*Texto selecionado*:

O MIRANTE vai publicar Lêdo Ivo no ano do seu centenário
Lêdo Ivo vai ser publicada em Portugal pela Rosmaninho Editora de Arte, uma chancela de O MIRANTE, Gonçalo Ivo, seu filho, facilitou os direitos de autor, e André Seffrin vai prefaciar a obra editada pela primeira vez em 1979.
O MIRANTE vai publicar a biografia de Lêdo Ivo, o poeta brasileiro que este ano completa o centenário do seu nascimento. "Confissões de um poeta" é um livro fabuloso, que interessa a leitores, escritores e candidatos a poetas, onde Lêdo Ivo conta a sua infância em Maceió, mas onde também dá a conhecer uma vida plena e inspirada. Lêdo Ivo morreu no dia 22 de Dezembro de 2022, aos 88 anos, em Sevilha, no último dia da sua participação num festival de poesia que se realizou na cidade.
André Seffrin vai prefaciar a obra do poeta; é de sua autoria o texto que se publica em baixo e que é o primeiro a saudar e lembrar o centenário do nascimento do poeta que nasceu a 18 de fevereiro de 1924.

*Dados de origem*:
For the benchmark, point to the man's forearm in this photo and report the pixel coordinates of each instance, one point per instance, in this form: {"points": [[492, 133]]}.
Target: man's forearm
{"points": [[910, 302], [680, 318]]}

*Exercícios propostos*:
a - Responda às perguntas abaixo com base no texto selecionado.
(i) Que editora vai publicar Lêdo Ivo em Portugal?
(ii) Qual é o título da biografia que será publicada?
(iii) Em que data nasceu o poeta?
b - Reescreva o trecho do texto selecionado entre "André Seffrin vai prefaciar a obra do" e "fevereiro de 1924.", inclusive, trocando "saudar" por "celebrar".

*Resolução dos exercícios*:
a -
(i) A Rosmaninho Editora de Arte, uma chancela de O MIRANTE.
(ii) "Confissões de um poeta".
(iii) A 18 de fevereiro de 1924.

b -
André Seffrin vai prefaciar a obra do poeta; é de sua autoria o texto que se publica em baixo e que é o primeiro a celebrar e lembrar o centenário do nascimento do poeta que nasceu a 18 de fevereiro de 1924.